_Consigne 1_
Modifiez le passage de l'extrait sur les BAPA qui va de « Nous n’avons pas » jusqu'à « d’une autre assemblée. » inclus, en y remplaçant « débat » par « sujet ».
_Consigne 2_
Poursuivez l'extrait sur les BAPA à la suite de sa dernière phrase.

_Extrait du texte_
Nous n’avons pas encore pris de décision concernant le nombre de places et les priorités à établir, afin d’obtenir des éléments de la part des BAPA quand ils ouvriront. On peut avoir toutes les discussions du monde sur ce qu’il faudrait faire, mais je ne puis que vous ramener à la réalité budgétaire de la Commission communautaire française. Il faudra donc tenir compte de cet aspect. Peut-être faudra-t-il élargir le champ d’application, au travers notamment de l’intervention de la Commission communautaire commune. C’est un autre débat que vous mènerez certainement au sein d’une autre assemblée.

En ce qui concerne la nécessité de cours de citoyenneté, je souhaiterais vous rassurer en vous précisant que nous finançons déjà depuis de nombreuses années des cours de citoyenneté donnés par des opérateurs financés via la compétence de la Cohésion sociale. Ces opérateurs accueillent déjà un grand nombre de personnes primo-arrivantes. Il n’y a donc pas de vide pour l’instant. Comme je l’ai déjà dit à M. Maron, il ne faut pas croire que rien n’a été fait avant la création des BAPA.

_Entrées de données_

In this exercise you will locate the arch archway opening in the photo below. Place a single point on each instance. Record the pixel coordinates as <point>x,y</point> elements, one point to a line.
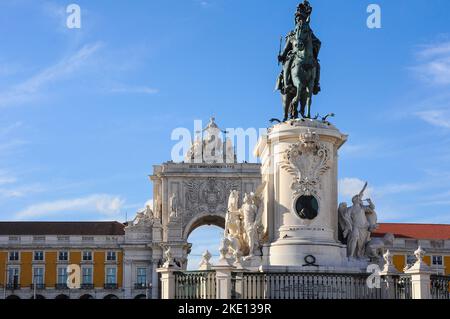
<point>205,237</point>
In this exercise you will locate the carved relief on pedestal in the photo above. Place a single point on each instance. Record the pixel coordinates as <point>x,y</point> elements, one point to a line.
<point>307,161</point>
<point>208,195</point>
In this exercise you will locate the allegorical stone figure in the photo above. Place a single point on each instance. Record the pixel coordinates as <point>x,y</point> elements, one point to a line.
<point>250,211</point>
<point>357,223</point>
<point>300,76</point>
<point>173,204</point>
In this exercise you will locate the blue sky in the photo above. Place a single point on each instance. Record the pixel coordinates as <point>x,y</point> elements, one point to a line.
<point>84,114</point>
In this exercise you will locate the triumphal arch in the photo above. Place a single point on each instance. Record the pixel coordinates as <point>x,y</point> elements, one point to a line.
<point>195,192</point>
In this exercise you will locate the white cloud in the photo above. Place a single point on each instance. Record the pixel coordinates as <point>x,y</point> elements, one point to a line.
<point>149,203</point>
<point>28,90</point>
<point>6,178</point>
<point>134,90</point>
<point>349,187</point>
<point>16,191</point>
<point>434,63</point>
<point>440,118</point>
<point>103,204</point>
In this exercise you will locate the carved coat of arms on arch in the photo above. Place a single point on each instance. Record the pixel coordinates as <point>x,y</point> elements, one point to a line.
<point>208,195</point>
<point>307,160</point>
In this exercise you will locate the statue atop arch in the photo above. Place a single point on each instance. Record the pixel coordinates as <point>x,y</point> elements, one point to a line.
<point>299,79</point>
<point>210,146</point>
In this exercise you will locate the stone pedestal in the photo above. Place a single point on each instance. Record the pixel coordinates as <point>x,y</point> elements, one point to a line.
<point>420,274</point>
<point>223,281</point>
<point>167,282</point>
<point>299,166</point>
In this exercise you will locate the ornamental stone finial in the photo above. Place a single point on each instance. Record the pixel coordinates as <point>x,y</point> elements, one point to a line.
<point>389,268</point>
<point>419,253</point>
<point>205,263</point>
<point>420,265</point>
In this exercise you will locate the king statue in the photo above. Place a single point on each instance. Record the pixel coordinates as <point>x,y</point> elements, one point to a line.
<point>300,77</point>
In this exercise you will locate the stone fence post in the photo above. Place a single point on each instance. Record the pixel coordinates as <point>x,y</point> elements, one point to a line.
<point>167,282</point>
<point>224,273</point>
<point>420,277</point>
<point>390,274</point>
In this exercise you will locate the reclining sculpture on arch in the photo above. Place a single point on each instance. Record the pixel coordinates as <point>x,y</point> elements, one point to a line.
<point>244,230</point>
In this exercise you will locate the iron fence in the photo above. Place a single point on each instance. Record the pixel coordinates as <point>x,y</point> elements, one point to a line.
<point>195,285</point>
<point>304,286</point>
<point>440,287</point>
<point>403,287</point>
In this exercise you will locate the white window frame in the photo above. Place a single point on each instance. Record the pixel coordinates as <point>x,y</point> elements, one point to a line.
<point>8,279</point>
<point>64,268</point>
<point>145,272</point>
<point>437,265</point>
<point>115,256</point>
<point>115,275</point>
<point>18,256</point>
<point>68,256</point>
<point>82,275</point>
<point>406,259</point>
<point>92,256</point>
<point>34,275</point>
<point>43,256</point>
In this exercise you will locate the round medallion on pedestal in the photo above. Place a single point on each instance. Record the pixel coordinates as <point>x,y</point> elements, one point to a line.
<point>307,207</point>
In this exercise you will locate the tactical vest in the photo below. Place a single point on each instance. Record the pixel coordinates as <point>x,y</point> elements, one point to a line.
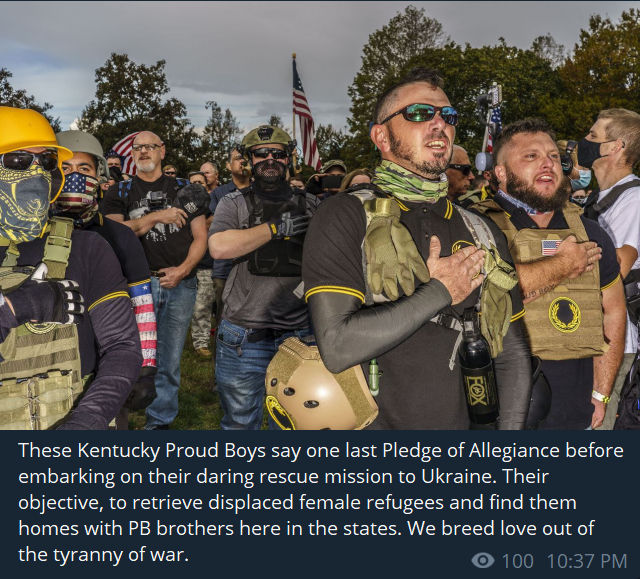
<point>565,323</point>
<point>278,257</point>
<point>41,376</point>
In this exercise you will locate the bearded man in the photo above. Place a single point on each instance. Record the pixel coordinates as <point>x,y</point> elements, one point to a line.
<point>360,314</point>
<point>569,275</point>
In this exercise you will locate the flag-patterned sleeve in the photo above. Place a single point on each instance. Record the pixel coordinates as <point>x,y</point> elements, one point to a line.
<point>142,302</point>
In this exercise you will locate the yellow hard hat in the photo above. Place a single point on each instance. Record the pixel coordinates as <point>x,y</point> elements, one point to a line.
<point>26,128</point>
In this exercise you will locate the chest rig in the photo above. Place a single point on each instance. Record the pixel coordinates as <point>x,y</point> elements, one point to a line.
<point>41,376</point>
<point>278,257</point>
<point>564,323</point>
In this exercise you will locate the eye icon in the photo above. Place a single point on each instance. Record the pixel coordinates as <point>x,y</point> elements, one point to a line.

_Résultat 1_
Nous n’avons pas encore pris de décision concernant le nombre de places et les priorités à établir, afin d’obtenir des éléments de la part des BAPA quand ils ouvriront. On peut avoir toutes les discussions du monde sur ce qu’il faudrait faire, mais je ne puis que vous ramener à la réalité budgétaire de la Commission communautaire française. Il faudra donc tenir compte de cet aspect. Peut-être faudra-t-il élargir le champ d’application, au travers notamment de l’intervention de la Commission communautaire commune. C’est un autre sujet que vous mènerez certainement au sein d’une autre assemblée.

_Résultat 2_
Les politiques que la Commission communautaire française et d’autres mènent en matière de Cohésion sociale incluent depuis des années l’accueil des primo-arrivants. Il ne faudrait pas faire croire que nous en sommes à l’année zéro et que, subitement, nous allons nous préoccuper de l’accueil des primo-arrivants. Les BAPA consistent en la création d’un dispositif spécifique répondant à l’ampleur du phénomène. Soyons de bon compte à cet égard, et reconnaissons que la Commission communautaire française a mené cette politique depuis plusieurs années.

La difficulté était d’éviter que toute la compétence de la Cohésion sociale soit phagocytée par la politique de l’accueil des primo-arrivants. Vu la masse, il était indispensable de créer des dispositifs spécifiques. À défaut, nous n’aurions plus fait que de l’accueil de primo-arrivants et nous aurions laissé tomber tous les autres volets de cette politique que nous menons, par ailleurs, depuis de nombreuses années.

Pour toutes les formations linguistiques, je pense que la sélection des opérateurs qui assureront ces formations est en cours. L’appel a été lancé, et nous en sommes au stade de la sélection.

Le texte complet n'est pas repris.